GIVEN EXERCISE 1:
Answer from the Data Access Viewer article:
(a) Which two open source packages does the new processing rely on more heavily?
(b) On what date did the changes go into effect?
(c) From what did the commercial tool create the contours?
GIVEN EXERCISE 2: Continue the Data Access Viewer article from its last sentence.

ARTICLE:
Data Access Viewer: Changes

We’ve made some changes to the back-end processing in the Data Access Viewer (DAV) and they will affect the outputs a bit. I’ll do a review of what’s different here and how the new processing works. Overall, the primary shift has been to a greater reliance on the open source PDAL and GDAL packages. That means you can replicate a lot of the same processing yourself if you want something slightly different. These changes are only to the processing of point clouds. Changes went into affect October 22, 2021.


Perhaps the biggest change is with contours. DAV has been using a commercial tool that creates the contours from a triangulated irregular network (TIN) and then tries to simplify the lines and make them a little smoother. However, they were still pretty jagged and the simplify flag could result in output that was not topologically correct. There was the potential for contours to cross, which is generally considered “not good”. Although extracting the contours from a TIN will make them truer to the data, you don’t necessarily want every little dip and rise in someone’s lawn represented. Nor do you want the inherent noise in any point cloud to add irrelevant detail.

DATA:
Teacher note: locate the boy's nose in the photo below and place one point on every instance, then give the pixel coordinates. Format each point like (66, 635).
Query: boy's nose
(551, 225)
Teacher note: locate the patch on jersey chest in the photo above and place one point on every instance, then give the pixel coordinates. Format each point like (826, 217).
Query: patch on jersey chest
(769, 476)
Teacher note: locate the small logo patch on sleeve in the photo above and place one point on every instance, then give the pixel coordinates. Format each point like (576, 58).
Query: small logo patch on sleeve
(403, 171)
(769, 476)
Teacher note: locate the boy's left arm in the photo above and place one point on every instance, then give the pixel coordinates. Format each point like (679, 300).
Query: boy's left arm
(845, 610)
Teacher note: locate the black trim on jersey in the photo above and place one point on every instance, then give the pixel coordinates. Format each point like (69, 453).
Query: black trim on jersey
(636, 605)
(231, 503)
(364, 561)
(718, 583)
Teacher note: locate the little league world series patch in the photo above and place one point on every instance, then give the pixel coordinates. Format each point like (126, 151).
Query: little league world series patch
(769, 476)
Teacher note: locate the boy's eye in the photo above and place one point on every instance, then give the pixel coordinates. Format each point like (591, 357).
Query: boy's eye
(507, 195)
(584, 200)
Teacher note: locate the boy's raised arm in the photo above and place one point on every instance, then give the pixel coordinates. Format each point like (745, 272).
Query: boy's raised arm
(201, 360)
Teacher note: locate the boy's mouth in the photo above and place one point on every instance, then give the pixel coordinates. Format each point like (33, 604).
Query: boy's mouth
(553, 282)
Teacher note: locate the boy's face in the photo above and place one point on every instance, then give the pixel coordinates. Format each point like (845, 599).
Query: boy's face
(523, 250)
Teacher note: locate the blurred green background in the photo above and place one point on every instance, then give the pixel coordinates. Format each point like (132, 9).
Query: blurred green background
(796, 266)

WRITTEN REPLY 1:
(a) PDAL and GDAL.
(b) October 22, 2021.
(c) A triangulated irregular network (TIN).

WRITTEN REPLY 2:
We’ve taken the approach that contours are meant for human interpretation and smoothness is desirable. Instead of a TIN, we’re going to generate a raster and then extract the contours from it. There are multiple methods of interpolation to create that raster, but we’ve noticed that the rasters from the ANUDEM program, using splines, are a bit smoother than some of the other methods we have (more on those methods below). We’re going to use that method for now, but it may change as we learn more. It’s possible that the interpolation method may become an option for contours, although it will probably need to be an advanced option.

To give you some idea of how different the contours are, below are two sets of contours over the same raster. The raster was generated as just the average value per cell with filling for small gaps. The first set of contours are from a TIN with simplification turned on. The second set is using splines to make a raster and contouring with gdal_contour.

Image illustrating the more jagged and noisy contours produced from a triangulated irregular network of the points.
Contours from a TIN with some simplification.
Image illustrating smoother contour lines produced from a raster created using splines.
Contours from a raster created with spline interpolation.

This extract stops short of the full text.